• _GIVEN REQUEST_
Copy the listing below line for line, leaving out the pictures.

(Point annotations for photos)
▬▬▬▬▬▬

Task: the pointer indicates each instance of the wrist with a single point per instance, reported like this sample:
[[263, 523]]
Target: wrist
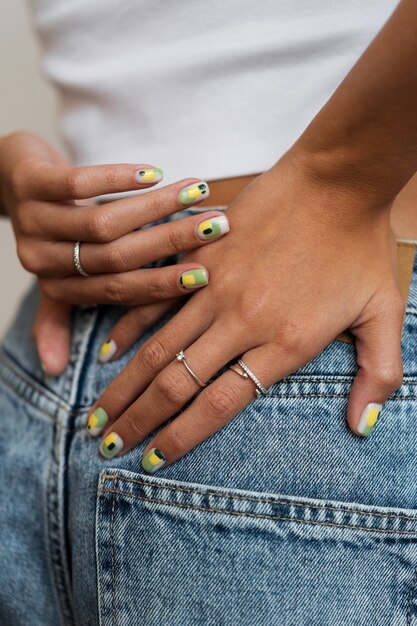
[[346, 172]]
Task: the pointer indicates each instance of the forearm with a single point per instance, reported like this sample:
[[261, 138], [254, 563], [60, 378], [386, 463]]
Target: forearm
[[365, 137]]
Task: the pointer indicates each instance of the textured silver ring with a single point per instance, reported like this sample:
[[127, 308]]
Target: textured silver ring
[[181, 357], [76, 258], [260, 389]]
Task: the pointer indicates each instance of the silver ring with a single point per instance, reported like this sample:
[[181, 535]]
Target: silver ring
[[76, 259], [260, 389], [181, 357]]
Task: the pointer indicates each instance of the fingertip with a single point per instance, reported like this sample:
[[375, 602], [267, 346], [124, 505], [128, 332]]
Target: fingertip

▬▬▬▬▬▬

• _OUTPUT OF THE TASK_
Task: the pointer indicates each instance of the wrist with a single point per instance, reported like this sample:
[[263, 523]]
Target: wrist
[[346, 172]]
Task: the pointer indicates each instance of the forearm with a single point per instance, reported like this sample:
[[261, 138], [254, 563], [60, 378], [386, 463]]
Target: forearm
[[365, 137]]
Task: the pointer indicates each instance of the textured silver ring with a single point per instance, reported like this sample:
[[127, 308]]
Target: textured silver ring
[[181, 357], [76, 258], [260, 389]]
Task: the pointer indicates each instance of the silver ring with a single point per instance, reported like this sample:
[[181, 535]]
Target: silver ring
[[76, 259], [260, 389], [181, 357]]
Task: the pointer indicates each instance of the fingertip with a single point per instance, reported like this sample:
[[375, 602], [267, 346], [124, 505], [128, 332]]
Target: fingertip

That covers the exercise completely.